**Dataset records**
==================================================
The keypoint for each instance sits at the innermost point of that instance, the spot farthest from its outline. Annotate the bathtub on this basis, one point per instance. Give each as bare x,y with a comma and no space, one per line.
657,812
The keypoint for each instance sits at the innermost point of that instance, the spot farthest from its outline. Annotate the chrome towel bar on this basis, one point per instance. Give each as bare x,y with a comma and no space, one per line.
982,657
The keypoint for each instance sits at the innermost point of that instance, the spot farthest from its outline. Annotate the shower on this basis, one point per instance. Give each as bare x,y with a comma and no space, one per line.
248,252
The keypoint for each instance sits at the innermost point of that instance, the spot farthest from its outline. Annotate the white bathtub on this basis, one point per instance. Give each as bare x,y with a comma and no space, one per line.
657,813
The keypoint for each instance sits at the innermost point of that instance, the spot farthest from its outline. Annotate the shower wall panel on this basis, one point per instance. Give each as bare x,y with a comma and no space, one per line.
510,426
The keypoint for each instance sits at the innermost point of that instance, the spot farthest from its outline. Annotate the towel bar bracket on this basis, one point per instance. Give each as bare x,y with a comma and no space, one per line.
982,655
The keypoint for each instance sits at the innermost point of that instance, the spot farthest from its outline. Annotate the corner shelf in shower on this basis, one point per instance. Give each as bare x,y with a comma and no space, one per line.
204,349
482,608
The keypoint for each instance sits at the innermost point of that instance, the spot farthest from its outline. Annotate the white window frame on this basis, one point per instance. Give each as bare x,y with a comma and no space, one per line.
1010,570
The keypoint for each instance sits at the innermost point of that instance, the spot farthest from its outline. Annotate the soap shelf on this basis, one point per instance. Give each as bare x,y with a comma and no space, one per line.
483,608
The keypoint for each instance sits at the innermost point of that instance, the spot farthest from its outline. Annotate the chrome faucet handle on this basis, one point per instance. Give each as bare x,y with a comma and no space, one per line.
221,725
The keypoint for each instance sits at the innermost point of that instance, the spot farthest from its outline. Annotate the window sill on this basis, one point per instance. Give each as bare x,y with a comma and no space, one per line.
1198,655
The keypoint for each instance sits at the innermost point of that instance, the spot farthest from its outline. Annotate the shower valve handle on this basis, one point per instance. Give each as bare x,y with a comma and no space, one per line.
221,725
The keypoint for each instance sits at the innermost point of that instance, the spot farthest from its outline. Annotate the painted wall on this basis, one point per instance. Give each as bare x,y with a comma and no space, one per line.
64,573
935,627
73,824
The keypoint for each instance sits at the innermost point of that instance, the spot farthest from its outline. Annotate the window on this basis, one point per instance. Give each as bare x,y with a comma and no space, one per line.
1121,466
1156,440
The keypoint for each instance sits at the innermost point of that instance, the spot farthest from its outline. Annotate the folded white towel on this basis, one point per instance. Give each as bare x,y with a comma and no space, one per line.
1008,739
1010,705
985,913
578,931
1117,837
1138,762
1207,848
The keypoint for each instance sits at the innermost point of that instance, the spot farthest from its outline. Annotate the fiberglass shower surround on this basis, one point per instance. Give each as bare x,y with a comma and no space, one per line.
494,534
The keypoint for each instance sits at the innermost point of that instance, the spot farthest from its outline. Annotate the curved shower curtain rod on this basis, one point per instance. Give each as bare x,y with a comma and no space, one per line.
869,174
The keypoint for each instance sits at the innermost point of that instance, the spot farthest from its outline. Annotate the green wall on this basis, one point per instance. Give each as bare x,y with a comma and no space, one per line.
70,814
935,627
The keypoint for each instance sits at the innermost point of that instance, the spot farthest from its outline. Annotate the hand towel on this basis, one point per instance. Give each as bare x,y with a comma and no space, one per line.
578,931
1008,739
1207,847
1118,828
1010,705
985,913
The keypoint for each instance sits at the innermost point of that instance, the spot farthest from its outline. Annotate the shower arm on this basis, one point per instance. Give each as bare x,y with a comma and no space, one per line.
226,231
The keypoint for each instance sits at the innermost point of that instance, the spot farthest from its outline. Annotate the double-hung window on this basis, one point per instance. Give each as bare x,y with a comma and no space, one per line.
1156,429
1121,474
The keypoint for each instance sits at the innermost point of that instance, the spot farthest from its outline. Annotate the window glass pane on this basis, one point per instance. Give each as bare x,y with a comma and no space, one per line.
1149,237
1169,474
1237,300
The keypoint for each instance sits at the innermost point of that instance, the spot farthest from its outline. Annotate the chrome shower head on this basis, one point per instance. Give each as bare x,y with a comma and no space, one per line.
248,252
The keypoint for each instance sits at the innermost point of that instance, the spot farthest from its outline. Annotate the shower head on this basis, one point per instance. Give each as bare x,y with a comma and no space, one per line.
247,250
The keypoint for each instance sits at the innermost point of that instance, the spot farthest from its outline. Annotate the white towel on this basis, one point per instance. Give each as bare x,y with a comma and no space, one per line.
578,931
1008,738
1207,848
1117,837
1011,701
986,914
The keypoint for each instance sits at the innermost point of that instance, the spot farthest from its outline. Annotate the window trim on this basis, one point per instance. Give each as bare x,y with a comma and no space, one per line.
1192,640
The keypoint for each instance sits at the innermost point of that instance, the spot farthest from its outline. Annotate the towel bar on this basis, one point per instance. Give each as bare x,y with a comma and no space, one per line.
==================================================
**Exercise requirements**
Without leaving anything out, give the entries again exactly.

**Result**
The keypoint for each instance sits at the innermost point of that instance, the spot farthest from its outline. Annotate the bathtub on this basis, one point per instance. Give each as bare x,y with a comma and no space, one per line.
657,812
The keypoint for each instance sits at the innermost point of that instance, the spot farthest from its outline. Annotate the chrome towel bar on this basis, one point per instance. Give each as bare x,y with a comma and no space, one per line.
982,657
The keypoint for each instance sits at the innermost point of that instance, the spot farthest from its outline. Annotate the shower on this basis, one point per instance. Give each as bare x,y with a comma and no space, one per line.
248,252
The keypoint for each instance sits at the innermost point of that instance, the spot farthest from its outline. Annotate the white bathtub on this basis, one point per instance. Give each as bare x,y with a comma and no space, one per line.
657,813
The keypoint for each instance sits at the innermost point of that instance, the spot farthest from its outline. Annotate the shower wall panel on this basis, one point per instance. Give each as bare x,y with a comma and no space, one per line.
510,426
The keypoint for each instance sits at the innermost point of that instance, the spot farthest from its outline. Annotate the towel bar bracket on this basis, one point per instance. Give each as bare x,y with a comma and no space, one per line.
982,655
The keypoint for each instance sits at the innermost point of that instance, the spot farthest from its outline. Annotate the corner shelf in shower on this basis, one point per instance. Give each as bare x,y with a comma and no space, one per line.
204,349
482,608
The keypoint for each instance sits at the innermost point of that instance, the spot farthest from its outline. Annotate the white window frame on this basis, one point per instance. Give each as bare x,y with a comma and no space, one per line.
1010,570
The keypoint for each instance sits at the innermost point of that instance, the spot farthest from its outline. Annotate the soap shelf on this basis, one point per instance. Give each as bare x,y with a comma and no space, one per line.
483,608
The keypoint for each instance sits at the innermost point of that instance, the spot farthest from its outline. Annotate the chrome faucet handle on this basis, one point per instance. Give each as bare x,y with a comma and no space, one per line.
221,725
The keypoint for each instance sits at the innermost point of that instance, the spot farthest from its outline. Annotate the window sill on this basis, one point per instance. Give each as bare x,y with a comma and no space, one per line.
1198,655
The keypoint for each instance sits at the innermost point of that instance, the spot farthest from its outline. Annotate the shower valve handle on this basis, one point per instance. Give each as bare x,y with a comma and no space, one per line.
221,725
The keypoint for each instance sits at the innermost point of that instance, the spot farthest from its outline. Annotate the painted wall on this basis, one point per instance. Give each as bare x,y with a comma and no space, one per line.
64,573
935,627
73,824
The keypoint for each instance sits at the innermost point of that instance, the spot farthest from its outline. Annotate the window on this basis, one point per instance. Give each as bare x,y with a comma and no space, one per line.
1121,466
1156,440
The keypoint for each instance sits at the innermost point of that instance, the spot farthest from its outline. Annotate the folded white towel on this basis, one point per instance. Give each as bare x,y with a comma and no space, one per line.
1008,739
1010,705
985,913
578,931
1117,837
1138,762
1207,848
The keypoint for each instance sits at the innermost point of that instance, the spot farthest from its outline. Annotate the fiberglass shower surround on this basis, one point per instance. Give each as bare x,y with a comma and no space, one per line.
494,534
The keypoint for each instance sits at the innermost point of that instance, the spot farthest from its outline. Annotate the curved shower curtain rod on this basis, one point per instance. Give each as bare x,y with a comma and no space, one per line.
869,174
The keypoint for each instance sits at the innermost point of that instance, the spot farthest from its outline. Annotate the green wall on this basis, one point per instance. Give each as bare x,y with a comma and no space, one per line.
70,814
935,627
The keypoint for each instance sits at the innermost point of that instance, the spot farthest from its outline. Annotate the hand towel on this basis, one point per instance. Give each as bare x,y with a comma and no space, one per line.
578,931
1008,739
1207,847
1118,828
1010,705
985,913
The keypoint for each instance sits at the innermost point of that instance, the spot farthest from its outline. Annotate the shower arm on this basis, one point per instance. Give each as bare x,y with a comma and no space, one per line.
226,231
The keypoint for each instance sits at the innermost point of that instance, the spot farthest from its outline. Annotate the double-hung window on this basis, one point per instance. Give each as bare x,y with a comma and no space, one per line.
1156,429
1121,474
The keypoint for each instance sits at the innermost point of that instance, the spot farthest from its outline. Annotate the window glass pane on this basis, one point per instance. Give each as bare x,y with a comma and no space, one per line.
1149,237
1169,474
1237,300
The keypoint for each instance sits at the innermost point of that instance, the spot farthest from its outline. Annotate the chrome shower head on this basis, one point per instance. Give each as bare x,y with a comma and no space, one per line.
248,252
The keypoint for each instance sits at the innermost point of that instance, the spot farthest from its outline. Annotate the shower head on this basis, one point per instance. Give each as bare x,y with a comma and no space, one per line.
247,250
The keypoint for each instance sits at the innermost point of that instance, the spot farthest from its outline. Annotate the white towel on this basis, one point per instance. Give each as bare x,y with a comma and no space, one per line.
578,931
1008,738
1207,848
1117,837
1011,701
986,914
The keypoint for each instance sits at the innermost point of that instance, the spot farthest from its outline. Annotate the window trim on this basis, one point per instance. Give each as bare x,y with a comma and no space, one per line.
1192,640
The keypoint for each instance sits at the innermost point of that instance, the spot farthest from its outline. Annotate the towel bar on this basis, one point per instance. Give each as bare x,y with a comma and no space, one per line.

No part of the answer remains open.